Ciotloş reproached Crime la Elsinore for lack of subtlety, in the presence of a "not exactly indispensable" glossary of terms which was published with the book. Although he acknowledges that the writing is "amusing", he also contends that it is "impossible to extend sociologically or connect to some reality", being isolated "in its own world", and displaying "compositional precariousness." He concludes: "A book perfect in its own way, but far from perfection in ours." A similar overview is provided by Burţa-Cernat, who contends that, in taking sides and explaining his intentions, the author adopts "the manner of an untalented journalist", with "see-through" results. She also believes that Gârbea's chief comedic resource is "the cheap anecdote with a trite climax", which she compares with those published by the communist-era magazine Urzica. Additionally, Burţa-Cernat comments on the irony of Cosma's reliance on intertextuality, which she finds similar to Gârbea's own work for the stage. Critic Andrei Terian noted that he disliked almost all the book, because of its author's tendency to humiliate his characters "before us readers are in the least familiarized with them."

########################################

(Problem 1)
Answer these questions about the text on Crime la Elsinore:
(a) How did Ciotloş describe the glossary of terms published with the book?
(b) Which communist-era magazine does Burţa-Cernat compare Gârbea's anecdotes with?
(c) According to Andrei Terian, what does the author do to his characters before readers are familiarized with them?
The entries that follow are unrelated to the text about Crime la Elsinore.

(Information provided)
########################################

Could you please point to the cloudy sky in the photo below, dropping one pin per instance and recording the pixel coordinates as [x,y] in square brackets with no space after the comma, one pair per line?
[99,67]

########################################

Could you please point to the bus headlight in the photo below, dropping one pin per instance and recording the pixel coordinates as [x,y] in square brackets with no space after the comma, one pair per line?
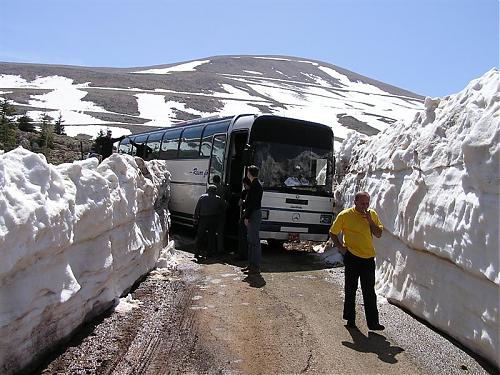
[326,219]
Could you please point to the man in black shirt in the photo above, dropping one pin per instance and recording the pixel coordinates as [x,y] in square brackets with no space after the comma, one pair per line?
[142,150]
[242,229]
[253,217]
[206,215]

########################################

(Problem 2)
Report every line of the entries that contains the string "after".

(Answer 1)
(a) He called it "not exactly indispensable."
(b) Urzica.
(c) He humiliates them.

(Answer 2)
Could you please point to the cloudy sky in the photo below, dropping one pin per instance and recording the pixel coordinates as [x,y] in square brackets with no space after the comma, one pair per line?
Could you please point to the bus headlight in the photo below, dropping one pin per instance and recording the pixel coordinates as [x,y] in square brackets with no space after the comma, one pair per line?
Could you please point to the man in black shirt in the photo above, dropping one pin per instance and recording the pixel coordinates as [x,y] in square brackets with no space after the comma, one pair per line?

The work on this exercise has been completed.